- **Extrait du texte**
>>>
Pas de place pour la politique arabe
dans la campagne électorale française
Sarkozy a dilapidé
le capital de ses prédécesseurs
Djamel Bouatta
Dimanche 18 mars
2012
Pas grand-chose sur
le monde arabe dans la campagne
électorale des présidentielles
françaises ! À moins qu’il faille
considérer que tout est dit dans les
saillies umpéistes et frontistes sur
l’islam de France et les promesses de
Nicolas Sarkozy et de Marine le Pen de
tordre le cou à l’immigration non
blanche et dont le gros des troupes
vient de pays arabes.
Quant au candidat socialiste, il est peu
disert sur les questions
internationales. Pour autant, le bilan
des relations franco-arabes est
“catastrophique”, de l’avis de tous les
observateurs et certainement du
département arabe du Quai d’Orsay. En
cinq années, Nicolas Sarkozy aura, pour
ainsi dire, dilapidé le capital de ses
prédécesseurs qui obéissait à la règle
de l’équilibre imprégnée par De Gaulle.
Les dérives verbales islamophobes du
président qui crapahute pour un second
mandat, en sont une preuve, s’il en
faut, et ce ne sont pas les explications
de son entourage, selon lesquels, c’est
“pour améliorer sa cote de popularité en
France”, qui convaincront du contraire.
Ce n’est surtout pas son soutien
inconditionnel à Israël qui fera
accroître leur mise au point. Les
relations franco-israéliennes ont revêtu
avec Sarkozy un caractère identique aux
liens que ce pays ouvertement rebelle au
droit international a tissé avec les
États unis. Au point que le président
français s’est vu qualifié de “partisan”
et de “sectaire” par des spécialistes de
la scène franco-arabe. Le Crif,
l’association des juifs de France, est
devenu, sous son mandat, aussi
entreprenant que l’Aipac aux États unis.
<<<
- **Consigne**
Répondez à ces questions sur l'extrait ci-dessus :
1. Quelle date l'extrait indique-t-il ?
2. Qui a imprégné la règle de l'équilibre à laquelle obéissait le capital des prédécesseurs de Nicolas Sarkozy ?
3. À quelle organisation des États-Unis le Crif est-il comparé ?

(Lignes du jeu de données sur l'emplacement des objets)
>>>
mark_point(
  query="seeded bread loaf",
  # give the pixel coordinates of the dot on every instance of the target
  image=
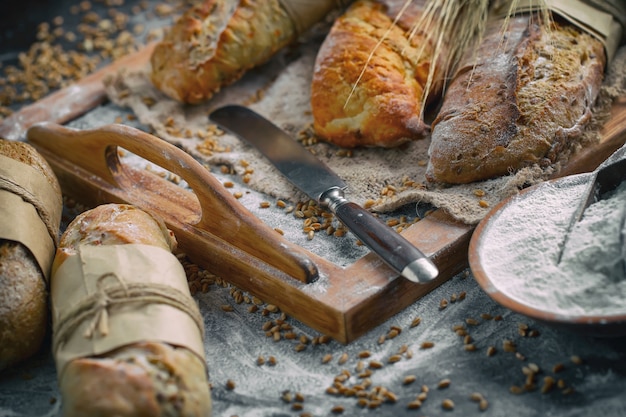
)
(366, 92)
(519, 100)
(142, 378)
(24, 317)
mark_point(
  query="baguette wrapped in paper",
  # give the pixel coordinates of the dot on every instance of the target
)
(127, 335)
(30, 216)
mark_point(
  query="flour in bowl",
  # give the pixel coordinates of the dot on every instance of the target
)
(522, 243)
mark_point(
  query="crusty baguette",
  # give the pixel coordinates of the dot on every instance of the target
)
(214, 43)
(139, 379)
(526, 101)
(24, 318)
(366, 93)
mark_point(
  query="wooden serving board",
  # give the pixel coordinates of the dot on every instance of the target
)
(219, 234)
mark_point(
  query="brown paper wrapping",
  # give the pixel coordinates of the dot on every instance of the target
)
<<<
- **Réponse attendue**
1. Dimanche 18 mars 2012.
2. De Gaulle.
3. L'Aipac.